== SOURCE DATA ==

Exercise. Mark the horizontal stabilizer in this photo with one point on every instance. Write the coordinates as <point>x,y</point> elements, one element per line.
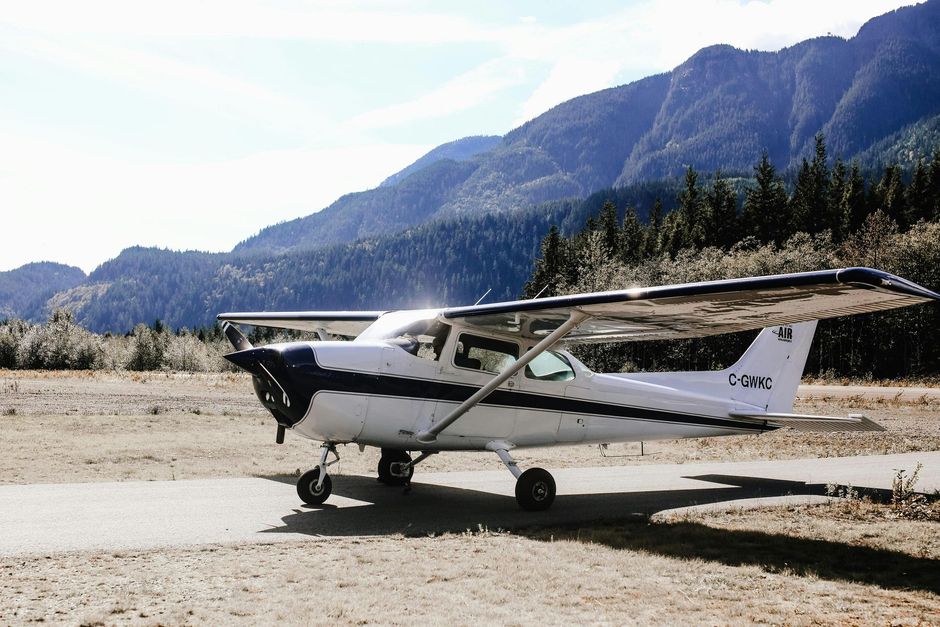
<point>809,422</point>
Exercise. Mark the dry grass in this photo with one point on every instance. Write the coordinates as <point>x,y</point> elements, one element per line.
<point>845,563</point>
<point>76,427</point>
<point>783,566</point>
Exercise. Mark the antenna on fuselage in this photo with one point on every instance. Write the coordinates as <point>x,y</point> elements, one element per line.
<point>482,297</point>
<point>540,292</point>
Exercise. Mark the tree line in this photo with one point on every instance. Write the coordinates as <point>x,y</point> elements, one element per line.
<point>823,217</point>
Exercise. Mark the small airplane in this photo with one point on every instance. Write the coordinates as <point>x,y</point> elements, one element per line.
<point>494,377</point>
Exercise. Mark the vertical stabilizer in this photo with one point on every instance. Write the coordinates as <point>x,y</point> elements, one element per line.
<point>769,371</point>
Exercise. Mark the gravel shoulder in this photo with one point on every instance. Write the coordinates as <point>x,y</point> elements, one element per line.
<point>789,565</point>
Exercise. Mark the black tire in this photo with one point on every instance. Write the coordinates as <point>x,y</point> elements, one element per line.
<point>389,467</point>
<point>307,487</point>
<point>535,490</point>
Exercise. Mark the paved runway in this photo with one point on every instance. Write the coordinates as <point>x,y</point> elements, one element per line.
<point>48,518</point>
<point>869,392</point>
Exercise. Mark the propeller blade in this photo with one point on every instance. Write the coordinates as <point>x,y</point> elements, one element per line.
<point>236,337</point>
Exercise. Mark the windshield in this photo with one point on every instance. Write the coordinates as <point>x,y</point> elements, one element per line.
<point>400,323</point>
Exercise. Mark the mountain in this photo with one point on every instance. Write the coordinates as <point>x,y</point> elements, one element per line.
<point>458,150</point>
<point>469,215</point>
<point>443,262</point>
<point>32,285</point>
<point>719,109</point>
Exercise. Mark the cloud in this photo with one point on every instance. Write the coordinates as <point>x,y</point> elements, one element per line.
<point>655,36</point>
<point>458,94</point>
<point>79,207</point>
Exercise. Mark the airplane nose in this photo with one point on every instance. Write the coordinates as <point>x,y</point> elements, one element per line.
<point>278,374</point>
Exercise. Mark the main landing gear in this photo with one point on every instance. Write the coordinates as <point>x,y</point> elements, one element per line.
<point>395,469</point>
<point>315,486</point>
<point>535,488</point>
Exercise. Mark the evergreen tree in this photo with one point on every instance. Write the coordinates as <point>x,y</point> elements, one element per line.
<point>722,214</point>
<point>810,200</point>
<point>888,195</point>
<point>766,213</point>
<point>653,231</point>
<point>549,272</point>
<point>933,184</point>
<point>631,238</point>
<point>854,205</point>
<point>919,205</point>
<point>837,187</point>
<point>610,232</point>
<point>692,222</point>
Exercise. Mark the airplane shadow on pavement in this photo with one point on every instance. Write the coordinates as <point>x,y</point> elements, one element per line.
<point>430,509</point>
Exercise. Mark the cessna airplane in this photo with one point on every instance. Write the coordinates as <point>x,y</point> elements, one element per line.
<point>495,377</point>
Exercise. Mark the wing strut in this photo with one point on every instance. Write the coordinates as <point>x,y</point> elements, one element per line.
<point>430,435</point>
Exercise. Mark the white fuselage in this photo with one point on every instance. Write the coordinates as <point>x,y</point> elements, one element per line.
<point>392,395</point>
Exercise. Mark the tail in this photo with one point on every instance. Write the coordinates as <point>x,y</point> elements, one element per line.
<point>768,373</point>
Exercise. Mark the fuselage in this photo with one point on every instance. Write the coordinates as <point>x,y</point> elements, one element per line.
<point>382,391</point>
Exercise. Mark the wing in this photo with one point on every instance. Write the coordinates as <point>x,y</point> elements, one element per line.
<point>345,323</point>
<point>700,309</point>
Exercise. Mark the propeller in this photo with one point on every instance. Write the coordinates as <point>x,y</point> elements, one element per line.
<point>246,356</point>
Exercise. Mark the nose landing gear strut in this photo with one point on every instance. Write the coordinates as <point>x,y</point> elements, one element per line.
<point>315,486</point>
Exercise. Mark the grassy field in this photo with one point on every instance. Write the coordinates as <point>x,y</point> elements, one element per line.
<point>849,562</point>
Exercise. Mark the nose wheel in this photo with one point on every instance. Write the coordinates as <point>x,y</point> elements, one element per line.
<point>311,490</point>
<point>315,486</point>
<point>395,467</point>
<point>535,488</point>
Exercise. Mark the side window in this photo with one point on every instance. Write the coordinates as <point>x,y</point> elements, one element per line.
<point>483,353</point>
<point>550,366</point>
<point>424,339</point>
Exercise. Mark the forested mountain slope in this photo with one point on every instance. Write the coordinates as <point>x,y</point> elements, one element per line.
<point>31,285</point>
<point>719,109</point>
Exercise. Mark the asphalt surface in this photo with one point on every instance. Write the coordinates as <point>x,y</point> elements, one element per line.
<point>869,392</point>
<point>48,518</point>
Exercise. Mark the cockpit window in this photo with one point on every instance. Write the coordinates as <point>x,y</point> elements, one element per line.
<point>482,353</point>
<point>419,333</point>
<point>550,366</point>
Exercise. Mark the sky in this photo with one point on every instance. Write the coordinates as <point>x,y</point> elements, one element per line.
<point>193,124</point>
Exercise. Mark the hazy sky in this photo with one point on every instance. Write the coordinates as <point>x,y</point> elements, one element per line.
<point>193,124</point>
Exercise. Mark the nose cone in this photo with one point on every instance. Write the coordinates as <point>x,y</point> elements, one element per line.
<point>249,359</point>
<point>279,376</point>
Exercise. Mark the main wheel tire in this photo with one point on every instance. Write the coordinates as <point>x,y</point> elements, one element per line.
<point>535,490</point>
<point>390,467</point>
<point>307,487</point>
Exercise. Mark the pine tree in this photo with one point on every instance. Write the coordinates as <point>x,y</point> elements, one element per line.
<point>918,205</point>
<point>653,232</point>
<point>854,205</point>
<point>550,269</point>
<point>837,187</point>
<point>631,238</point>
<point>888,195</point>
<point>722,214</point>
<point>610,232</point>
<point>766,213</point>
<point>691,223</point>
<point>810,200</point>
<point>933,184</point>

===
== SOURCE DATA ==

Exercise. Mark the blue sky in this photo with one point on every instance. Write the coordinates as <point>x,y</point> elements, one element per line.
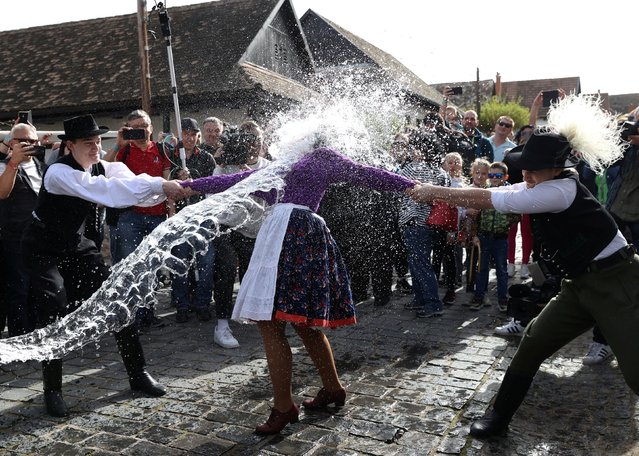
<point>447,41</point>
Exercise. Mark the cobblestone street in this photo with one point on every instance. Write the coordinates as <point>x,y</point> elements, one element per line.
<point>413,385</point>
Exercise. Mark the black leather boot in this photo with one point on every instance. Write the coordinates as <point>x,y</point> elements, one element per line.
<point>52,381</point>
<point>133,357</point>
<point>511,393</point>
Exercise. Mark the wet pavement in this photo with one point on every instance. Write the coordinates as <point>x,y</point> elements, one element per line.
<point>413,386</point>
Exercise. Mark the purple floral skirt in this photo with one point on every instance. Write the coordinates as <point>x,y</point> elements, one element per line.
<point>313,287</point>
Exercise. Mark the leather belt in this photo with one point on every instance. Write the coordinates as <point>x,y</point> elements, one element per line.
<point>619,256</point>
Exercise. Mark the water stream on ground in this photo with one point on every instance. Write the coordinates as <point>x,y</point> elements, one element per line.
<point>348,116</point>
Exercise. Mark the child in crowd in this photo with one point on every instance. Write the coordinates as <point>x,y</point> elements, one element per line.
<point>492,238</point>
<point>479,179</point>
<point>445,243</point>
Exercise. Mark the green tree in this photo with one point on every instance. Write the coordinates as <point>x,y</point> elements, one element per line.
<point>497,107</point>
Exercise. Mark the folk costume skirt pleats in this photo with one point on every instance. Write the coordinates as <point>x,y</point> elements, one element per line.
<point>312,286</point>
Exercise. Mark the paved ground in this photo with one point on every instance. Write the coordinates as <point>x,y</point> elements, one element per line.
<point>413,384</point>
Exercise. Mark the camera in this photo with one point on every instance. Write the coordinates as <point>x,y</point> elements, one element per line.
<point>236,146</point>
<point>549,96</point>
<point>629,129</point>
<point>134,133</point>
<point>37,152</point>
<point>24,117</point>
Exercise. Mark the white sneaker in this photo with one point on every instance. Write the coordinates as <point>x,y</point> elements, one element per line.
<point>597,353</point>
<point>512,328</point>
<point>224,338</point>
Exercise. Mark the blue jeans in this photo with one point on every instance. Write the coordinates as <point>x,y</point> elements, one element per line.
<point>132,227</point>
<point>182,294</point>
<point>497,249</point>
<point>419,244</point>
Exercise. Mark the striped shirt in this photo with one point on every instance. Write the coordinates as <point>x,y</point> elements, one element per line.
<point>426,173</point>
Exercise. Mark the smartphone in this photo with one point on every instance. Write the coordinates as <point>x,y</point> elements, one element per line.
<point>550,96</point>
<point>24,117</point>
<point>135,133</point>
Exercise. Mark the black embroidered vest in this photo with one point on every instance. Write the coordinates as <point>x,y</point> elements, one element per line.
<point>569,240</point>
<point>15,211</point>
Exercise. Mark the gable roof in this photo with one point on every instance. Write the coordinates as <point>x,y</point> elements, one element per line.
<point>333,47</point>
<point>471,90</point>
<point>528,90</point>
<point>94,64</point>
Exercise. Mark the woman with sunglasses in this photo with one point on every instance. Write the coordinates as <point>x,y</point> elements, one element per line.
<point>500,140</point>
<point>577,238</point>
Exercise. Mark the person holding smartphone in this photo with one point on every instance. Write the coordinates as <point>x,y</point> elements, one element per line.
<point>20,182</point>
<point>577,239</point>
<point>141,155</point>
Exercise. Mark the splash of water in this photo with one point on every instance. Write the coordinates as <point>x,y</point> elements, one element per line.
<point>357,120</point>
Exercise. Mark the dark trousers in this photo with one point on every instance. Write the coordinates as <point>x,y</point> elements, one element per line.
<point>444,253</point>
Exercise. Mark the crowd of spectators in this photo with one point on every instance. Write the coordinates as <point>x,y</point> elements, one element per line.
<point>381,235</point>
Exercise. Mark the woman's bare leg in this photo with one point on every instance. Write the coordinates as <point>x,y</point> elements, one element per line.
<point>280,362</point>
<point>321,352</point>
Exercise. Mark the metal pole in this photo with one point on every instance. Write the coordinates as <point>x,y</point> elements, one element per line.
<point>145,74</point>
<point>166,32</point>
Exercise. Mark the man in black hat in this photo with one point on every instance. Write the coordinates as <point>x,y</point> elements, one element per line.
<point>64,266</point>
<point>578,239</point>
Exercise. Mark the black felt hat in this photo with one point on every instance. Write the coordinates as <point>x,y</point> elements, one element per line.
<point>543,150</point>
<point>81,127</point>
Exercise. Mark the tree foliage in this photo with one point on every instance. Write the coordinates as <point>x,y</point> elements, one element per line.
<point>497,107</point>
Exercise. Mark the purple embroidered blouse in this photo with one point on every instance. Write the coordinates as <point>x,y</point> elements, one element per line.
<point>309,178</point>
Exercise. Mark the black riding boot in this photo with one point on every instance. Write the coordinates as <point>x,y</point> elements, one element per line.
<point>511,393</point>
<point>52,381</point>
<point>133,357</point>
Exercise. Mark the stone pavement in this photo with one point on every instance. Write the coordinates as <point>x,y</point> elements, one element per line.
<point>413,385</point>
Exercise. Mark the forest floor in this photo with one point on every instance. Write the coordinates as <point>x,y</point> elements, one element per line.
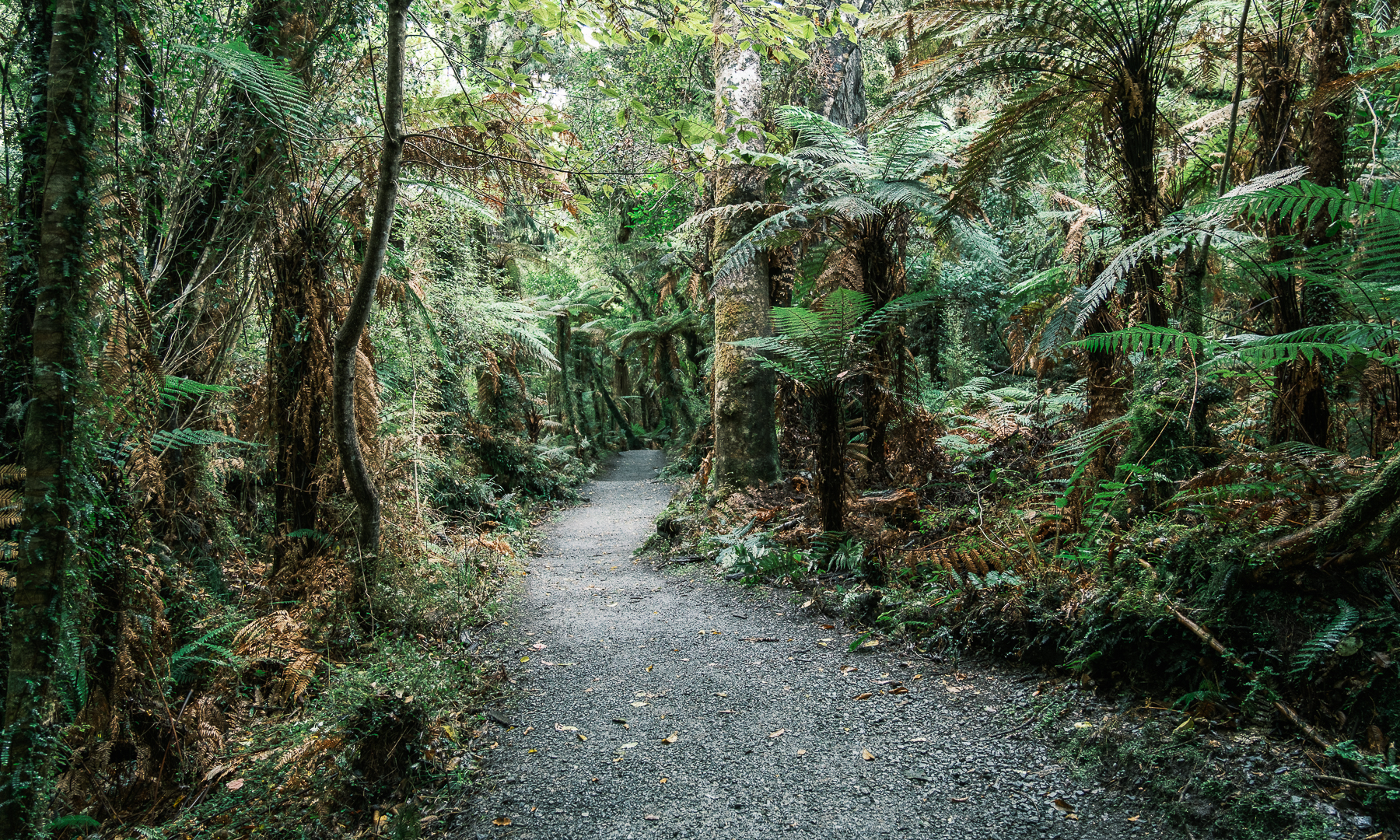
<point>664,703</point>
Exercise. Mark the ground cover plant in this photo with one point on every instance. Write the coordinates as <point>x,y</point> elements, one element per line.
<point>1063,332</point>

===

### [WORK TO BE COMPLETED]
Can you express everything in the records from the line containing "Exercise. Mark the evergreen" down to and including the line containing "<point>495,377</point>" as a Markdown table with the columns Row and Content, numbering each line and leaving out blank ones?

### [SOLVED EXERCISE]
| Row | Content |
|---|---|
| 1 | Exercise. Mark the evergreen tree in this photo with one point on every instance. Write the coordinates as <point>x,y</point> elements, one element per line. |
| 2 | <point>722,214</point> |
| 3 | <point>810,200</point> |
| 4 | <point>888,195</point> |
| 5 | <point>766,213</point> |
| 6 | <point>653,231</point> |
| 7 | <point>549,272</point> |
| 8 | <point>933,184</point> |
| 9 | <point>631,238</point> |
| 10 | <point>854,205</point> |
| 11 | <point>919,205</point> |
| 12 | <point>837,187</point> |
| 13 | <point>610,232</point> |
| 14 | <point>692,222</point> |
| 15 | Exercise. Mark the airplane shadow on pavement in this photo with one point on every instance. Write the coordinates as <point>x,y</point> elements, one element per line. |
| 16 | <point>430,509</point> |
| 17 | Exercise. Mark the cessna airplane in this photo with one point on every instance. Write the coordinates as <point>x,y</point> elements, one element per line. |
| 18 | <point>495,377</point> |